» What you need to do: Copy every one of the entries below word for word, with no changes.

» Input material:
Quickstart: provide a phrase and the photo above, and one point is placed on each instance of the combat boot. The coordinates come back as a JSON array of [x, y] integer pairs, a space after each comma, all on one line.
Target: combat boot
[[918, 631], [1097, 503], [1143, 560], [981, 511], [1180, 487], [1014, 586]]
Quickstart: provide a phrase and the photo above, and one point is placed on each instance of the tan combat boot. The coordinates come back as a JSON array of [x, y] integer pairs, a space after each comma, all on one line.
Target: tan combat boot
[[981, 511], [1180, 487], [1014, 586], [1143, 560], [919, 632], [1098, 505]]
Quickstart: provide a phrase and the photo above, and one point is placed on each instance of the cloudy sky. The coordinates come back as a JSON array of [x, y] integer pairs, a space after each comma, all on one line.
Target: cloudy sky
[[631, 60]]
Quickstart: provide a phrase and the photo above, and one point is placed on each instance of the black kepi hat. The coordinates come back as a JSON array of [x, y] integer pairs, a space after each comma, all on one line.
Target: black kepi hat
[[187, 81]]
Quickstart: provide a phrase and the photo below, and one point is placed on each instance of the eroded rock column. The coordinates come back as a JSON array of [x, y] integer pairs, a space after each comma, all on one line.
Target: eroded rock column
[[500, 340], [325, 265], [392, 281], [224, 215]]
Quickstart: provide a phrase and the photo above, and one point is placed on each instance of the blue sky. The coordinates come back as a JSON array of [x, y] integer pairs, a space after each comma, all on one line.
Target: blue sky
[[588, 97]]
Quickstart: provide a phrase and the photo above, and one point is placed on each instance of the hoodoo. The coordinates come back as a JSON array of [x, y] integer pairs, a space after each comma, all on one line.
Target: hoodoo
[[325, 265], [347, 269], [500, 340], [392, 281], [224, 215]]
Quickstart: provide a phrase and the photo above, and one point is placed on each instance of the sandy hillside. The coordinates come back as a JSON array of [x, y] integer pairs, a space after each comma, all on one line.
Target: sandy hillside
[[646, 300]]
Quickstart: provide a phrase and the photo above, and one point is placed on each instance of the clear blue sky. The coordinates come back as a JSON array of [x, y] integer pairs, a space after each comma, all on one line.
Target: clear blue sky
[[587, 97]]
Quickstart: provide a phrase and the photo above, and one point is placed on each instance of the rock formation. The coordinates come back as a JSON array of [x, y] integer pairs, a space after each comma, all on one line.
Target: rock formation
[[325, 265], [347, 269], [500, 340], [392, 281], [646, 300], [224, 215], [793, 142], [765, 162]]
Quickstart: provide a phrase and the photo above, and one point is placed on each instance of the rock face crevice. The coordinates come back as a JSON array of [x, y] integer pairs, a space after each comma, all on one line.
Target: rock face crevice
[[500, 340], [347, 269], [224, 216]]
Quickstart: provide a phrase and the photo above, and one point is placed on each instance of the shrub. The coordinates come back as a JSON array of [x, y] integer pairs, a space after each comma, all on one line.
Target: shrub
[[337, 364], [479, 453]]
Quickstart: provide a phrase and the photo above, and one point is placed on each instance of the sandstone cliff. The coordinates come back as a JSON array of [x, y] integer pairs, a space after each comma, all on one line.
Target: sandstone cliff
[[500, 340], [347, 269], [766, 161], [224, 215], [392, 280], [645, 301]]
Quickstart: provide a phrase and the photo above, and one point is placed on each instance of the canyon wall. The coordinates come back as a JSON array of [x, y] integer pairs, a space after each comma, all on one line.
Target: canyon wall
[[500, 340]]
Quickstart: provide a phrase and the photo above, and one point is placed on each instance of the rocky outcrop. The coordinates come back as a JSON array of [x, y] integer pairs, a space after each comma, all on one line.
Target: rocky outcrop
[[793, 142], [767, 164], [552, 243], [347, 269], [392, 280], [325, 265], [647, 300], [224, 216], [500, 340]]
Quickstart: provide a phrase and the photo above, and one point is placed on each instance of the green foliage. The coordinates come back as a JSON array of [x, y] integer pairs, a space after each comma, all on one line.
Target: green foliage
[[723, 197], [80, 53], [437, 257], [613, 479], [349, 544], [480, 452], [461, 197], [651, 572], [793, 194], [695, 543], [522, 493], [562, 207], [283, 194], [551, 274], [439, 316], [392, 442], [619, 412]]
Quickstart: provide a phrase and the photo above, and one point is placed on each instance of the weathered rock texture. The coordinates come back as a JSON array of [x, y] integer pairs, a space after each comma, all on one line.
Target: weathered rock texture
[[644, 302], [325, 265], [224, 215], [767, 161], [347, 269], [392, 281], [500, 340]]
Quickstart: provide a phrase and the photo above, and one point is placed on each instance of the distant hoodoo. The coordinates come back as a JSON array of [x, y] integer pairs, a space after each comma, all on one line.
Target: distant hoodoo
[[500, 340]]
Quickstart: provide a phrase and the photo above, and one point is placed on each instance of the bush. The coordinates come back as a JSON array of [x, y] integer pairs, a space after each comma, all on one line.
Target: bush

» Complete output:
Quickstart: provide a phrase and the photo above, and one point is placed on each instance of the combat boot. The coordinates come back as a JSON array of [x, y] integer pairs, a space after each comma, all on one line.
Target: combat boot
[[918, 631], [1097, 503], [1143, 560], [981, 511], [1180, 487], [1014, 586]]
Quickstart: provide a phrase and the photo above, and one point is placed on each instance of the tan combat boot. The coordinates come back as a JSON array of [x, y] integer pairs, a space after each comma, all on one line.
Target: tan combat boot
[[981, 511], [1180, 487], [1014, 586], [1143, 560], [919, 632], [1098, 505]]
Quickstart: provide a phrase and the photo above, and one point is placed on each instance of the cloudy sky. The coordinates come back as a JSON array of [x, y] integer pairs, a space after each comma, all on one line.
Target: cloudy sky
[[631, 60]]
Quickstart: provide a phrase and the photo above, and one point is placed on each instance of the black kepi hat. The coordinates come back as a JSON array of [x, y] integer pairs, a space after each comma, all on one line.
Target: black kepi hat
[[187, 81]]
Quickstart: provide a phrase and the photo below, and one point is placed on each instance of the eroded rock column. The coordinates come back as a JSON array of [x, y] integer pairs, a space after each comma, all on one line.
Target: eroded rock column
[[500, 340], [325, 265], [392, 281], [224, 215]]
Quickstart: provide a phrase and the photo above, and one point is placed on each instance of the blue sky. The coordinates come back as a JSON array of [x, y] integer pairs, a space after each comma, all on one line.
Target: blue sky
[[588, 97]]
Quickstart: provide a phrase and the photo above, and one point is placed on each instance of the hoodoo. The coordinates come back as a JSON array of [x, y] integer pairs, a space after each comma, all on one line.
Target: hoodoo
[[325, 265], [347, 269], [500, 340], [392, 281], [224, 215]]
Quickstart: provide a phrase and the photo above, and one point is placed on each instance of the sandy hillside. The coordinates come back as a JSON array of [x, y] integer pairs, a space after each comma, all on one line.
Target: sandy hillside
[[646, 300]]
Quickstart: provide a phrase and the photo above, and one point is placed on each instance of the clear blue sky. The coordinates come back as a JSON array of [x, y] integer pairs, a space after each comma, all on one line.
Target: clear blue sky
[[587, 97]]
Quickstart: provide a phrase and the photo above, and one point is placed on each instance of the rock formation. The coordinates come back as a JSON array of [x, y] integer pairs, a space after each comma, all on one line.
Target: rock formation
[[325, 265], [347, 269], [500, 340], [392, 281], [646, 300], [224, 215], [793, 142], [765, 162]]
Quickstart: provide a phrase and the photo above, and one point is placed on each instance of the rock face crevice. The coordinates come back as a JSON array of [x, y] integer pairs, a space after each comma, all on one line.
Target: rock face crevice
[[500, 340], [347, 269], [224, 216]]
Quickstart: provide a phrase and the photo above, and one point is placed on each instance of the shrub. The coordinates come back as a JSON array of [x, y] integer pairs, a space after each comma, all on one line.
Target: shrub
[[337, 364], [479, 453]]
Quickstart: provide a phrase and the photo above, and one point is placed on each instance of the sandstone cliff. The coordinates come back as a JSON array of [x, y] integer pairs, a space after each comma, all on one line.
Target: sandstone cliff
[[500, 340], [347, 269], [766, 161], [224, 215], [392, 280], [645, 301]]
Quickstart: provide a phrase and the photo above, and one point is placed on each instance of the canyon wall. The coordinates come back as a JSON array of [x, y] integer pairs, a space after each comma, all on one line.
Target: canyon wall
[[500, 340]]
Quickstart: provide a phrase and the photo above, and one point is placed on each instance of the rocky outcrop. The coordinates come back as a JSON array of [x, y] integer pairs, a space after each comma, all on one line.
Target: rocky outcrop
[[793, 142], [767, 164], [552, 243], [347, 269], [392, 280], [325, 265], [647, 300], [224, 216], [500, 340]]
Quickstart: provide a phrase and the photo above, and one point is placed on each instance of the green foliage. The coordinates come back as a JSON array of [x, y] integer pairs, a space after each comma, all on one line.
Target: green foliage
[[723, 197], [80, 53], [437, 257], [613, 479], [349, 544], [480, 452], [461, 197], [651, 572], [793, 194], [695, 543], [522, 493], [562, 207], [283, 194], [551, 274], [439, 316], [392, 442], [619, 412]]
Quickstart: provide a phrase and the photo above, and one point is placed on each instance of the weathered rock texture. The coordinates come back as a JSON array of [x, y] integer pairs, a space after each comma, all on one line.
Target: weathered rock texture
[[644, 302], [325, 265], [224, 215], [767, 161], [347, 269], [392, 281], [500, 340]]
Quickstart: provide a phrase and the photo above, and one point is placed on each instance of the distant hoodoo. The coordinates come back as a JSON array of [x, y] integer pairs, a space after each comma, all on one line.
Target: distant hoodoo
[[500, 340]]
Quickstart: provide a phrase and the photo above, and one point is placed on each instance of the bush. The coordinates come back as a JSON array of [x, y] integer pairs, a space after each comma, all on one line.
Target: bush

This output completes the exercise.